#### [Given instruction]
Copy each entry as it stands, leaving nothing out.

>> start

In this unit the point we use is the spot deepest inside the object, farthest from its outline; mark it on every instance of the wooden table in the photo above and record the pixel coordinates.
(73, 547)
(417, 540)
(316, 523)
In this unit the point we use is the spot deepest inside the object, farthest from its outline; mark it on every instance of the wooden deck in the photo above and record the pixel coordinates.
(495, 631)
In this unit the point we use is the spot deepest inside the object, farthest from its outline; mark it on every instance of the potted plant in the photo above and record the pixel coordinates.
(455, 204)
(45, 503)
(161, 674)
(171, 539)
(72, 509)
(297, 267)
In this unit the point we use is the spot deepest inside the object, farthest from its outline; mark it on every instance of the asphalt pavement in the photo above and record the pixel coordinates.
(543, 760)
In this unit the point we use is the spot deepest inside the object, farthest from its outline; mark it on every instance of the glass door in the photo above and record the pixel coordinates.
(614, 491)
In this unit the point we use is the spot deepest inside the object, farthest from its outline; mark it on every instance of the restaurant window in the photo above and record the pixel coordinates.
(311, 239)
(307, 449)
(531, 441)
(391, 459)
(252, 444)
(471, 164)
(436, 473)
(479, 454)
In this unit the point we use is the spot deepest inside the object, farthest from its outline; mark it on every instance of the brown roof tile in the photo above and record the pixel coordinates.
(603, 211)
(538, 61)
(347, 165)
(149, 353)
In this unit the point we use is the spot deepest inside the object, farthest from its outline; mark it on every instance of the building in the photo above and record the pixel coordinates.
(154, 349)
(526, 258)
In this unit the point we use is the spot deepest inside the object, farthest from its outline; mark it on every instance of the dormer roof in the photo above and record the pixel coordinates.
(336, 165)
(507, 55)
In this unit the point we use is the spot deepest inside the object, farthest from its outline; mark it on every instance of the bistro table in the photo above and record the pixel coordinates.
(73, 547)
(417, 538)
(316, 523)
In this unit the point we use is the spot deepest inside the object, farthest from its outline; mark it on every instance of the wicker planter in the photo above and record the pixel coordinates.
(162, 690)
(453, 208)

>> end

#### [Complete response]
In this unit the point we use is the spot deepest inside the object, farthest from its outline; mark it on every instance of the wooden table in the photo above and record the pixel coordinates.
(73, 547)
(417, 540)
(316, 523)
In this unit the point we use is the spot deepest inside the object, farthest from its outline; mark it on every instance of the wooden deck in the photo above and record the pixel coordinates.
(495, 631)
In this unit the point we use is the spot deepest inside the object, farthest from its outline; mark it on every instance of the potted plant in the photo above and record the pixel coordinates.
(455, 204)
(45, 503)
(161, 674)
(171, 539)
(72, 509)
(297, 267)
In this unit the point we use is the spot deepest inside the object, farthest from its outline; mark it on every instance of the asphalt pavement in the photo above and record the pixel coordinates.
(543, 760)
In this unit the point we use is the spot deepest inside the object, farthest from its outline; mark it on every instance of the glass door in the photo above and record the pixel coordinates.
(614, 491)
In this unit the point we use is the spot deepest inside the object, farthest from its outline; mark it on every instance of the restaurant window in the photo above and record the pixel coordinates.
(311, 239)
(307, 449)
(531, 441)
(391, 459)
(252, 444)
(471, 164)
(436, 473)
(479, 454)
In this unit the point we use is the spot deepest inside the object, farthest from its outline; mark it on every instance of the brown roof tile in the photo above and record the pixel coordinates.
(603, 211)
(538, 61)
(347, 165)
(149, 353)
In this unit the point we use is the spot deepest inside the object, farthest from its outline; mark it on every instance of the building in the photo above and record the pixel coordinates.
(154, 349)
(526, 258)
In this unit the point we use is the spot deepest inside the object, farthest from its outline; mark it on every instance of the dormer roof in the photo above and record the pixel coordinates.
(336, 165)
(507, 55)
In this unit the point we use is the spot deepest inside the object, farthest from its outline; mark it on every instance of the bistro table in the photo above and record the pixel coordinates.
(73, 547)
(417, 538)
(316, 523)
In this unit the point we use is the spot deepest inside the object, farthest from its outline; mark it on every instance of the wicker planter in the photo above and record the pixel coordinates.
(162, 690)
(453, 208)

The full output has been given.